§ Work instruction
Whenever a line carries the word "terrain", pull it out of the entries.

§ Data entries
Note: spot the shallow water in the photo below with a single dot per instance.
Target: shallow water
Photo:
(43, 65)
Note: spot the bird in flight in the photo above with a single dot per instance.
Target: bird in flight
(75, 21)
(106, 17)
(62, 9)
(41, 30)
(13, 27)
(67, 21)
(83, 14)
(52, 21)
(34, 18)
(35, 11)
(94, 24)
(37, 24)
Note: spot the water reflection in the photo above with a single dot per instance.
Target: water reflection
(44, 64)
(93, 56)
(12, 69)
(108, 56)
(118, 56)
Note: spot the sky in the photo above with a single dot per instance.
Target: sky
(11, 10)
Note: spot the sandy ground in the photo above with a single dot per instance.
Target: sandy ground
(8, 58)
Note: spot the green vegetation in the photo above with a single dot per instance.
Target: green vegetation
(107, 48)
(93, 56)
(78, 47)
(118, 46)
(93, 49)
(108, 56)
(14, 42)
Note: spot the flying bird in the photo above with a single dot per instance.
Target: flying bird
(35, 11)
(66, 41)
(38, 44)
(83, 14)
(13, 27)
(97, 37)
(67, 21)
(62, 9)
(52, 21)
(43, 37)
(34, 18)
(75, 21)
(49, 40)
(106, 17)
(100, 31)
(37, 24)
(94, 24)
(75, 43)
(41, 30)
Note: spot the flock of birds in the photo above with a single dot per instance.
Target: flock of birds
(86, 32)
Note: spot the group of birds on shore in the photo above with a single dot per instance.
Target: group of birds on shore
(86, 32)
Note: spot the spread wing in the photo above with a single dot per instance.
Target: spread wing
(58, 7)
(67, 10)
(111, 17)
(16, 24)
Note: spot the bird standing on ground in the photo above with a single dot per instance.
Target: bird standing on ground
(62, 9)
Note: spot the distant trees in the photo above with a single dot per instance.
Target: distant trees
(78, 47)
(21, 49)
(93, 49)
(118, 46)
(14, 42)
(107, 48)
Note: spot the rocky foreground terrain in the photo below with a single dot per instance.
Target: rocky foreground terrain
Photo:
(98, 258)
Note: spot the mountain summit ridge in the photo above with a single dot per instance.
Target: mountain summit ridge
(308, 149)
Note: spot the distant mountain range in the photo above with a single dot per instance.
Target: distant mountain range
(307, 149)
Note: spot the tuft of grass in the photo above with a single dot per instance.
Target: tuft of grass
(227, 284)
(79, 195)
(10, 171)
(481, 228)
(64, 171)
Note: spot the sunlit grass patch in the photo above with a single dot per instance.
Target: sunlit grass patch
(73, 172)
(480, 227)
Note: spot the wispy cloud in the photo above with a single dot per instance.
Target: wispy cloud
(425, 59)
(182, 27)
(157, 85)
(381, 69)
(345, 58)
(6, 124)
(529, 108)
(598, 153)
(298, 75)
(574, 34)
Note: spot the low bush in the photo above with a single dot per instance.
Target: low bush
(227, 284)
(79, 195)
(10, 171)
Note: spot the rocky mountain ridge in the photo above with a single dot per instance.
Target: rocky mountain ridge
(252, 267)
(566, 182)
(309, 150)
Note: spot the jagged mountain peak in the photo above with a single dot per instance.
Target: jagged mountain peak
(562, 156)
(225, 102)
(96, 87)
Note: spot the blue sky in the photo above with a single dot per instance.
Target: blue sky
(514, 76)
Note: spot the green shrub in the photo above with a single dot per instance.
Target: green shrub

§ Task output
Note: spot the rocky foreground terrain in the photo below with a single dot per instance.
Target: rocky foreground terrain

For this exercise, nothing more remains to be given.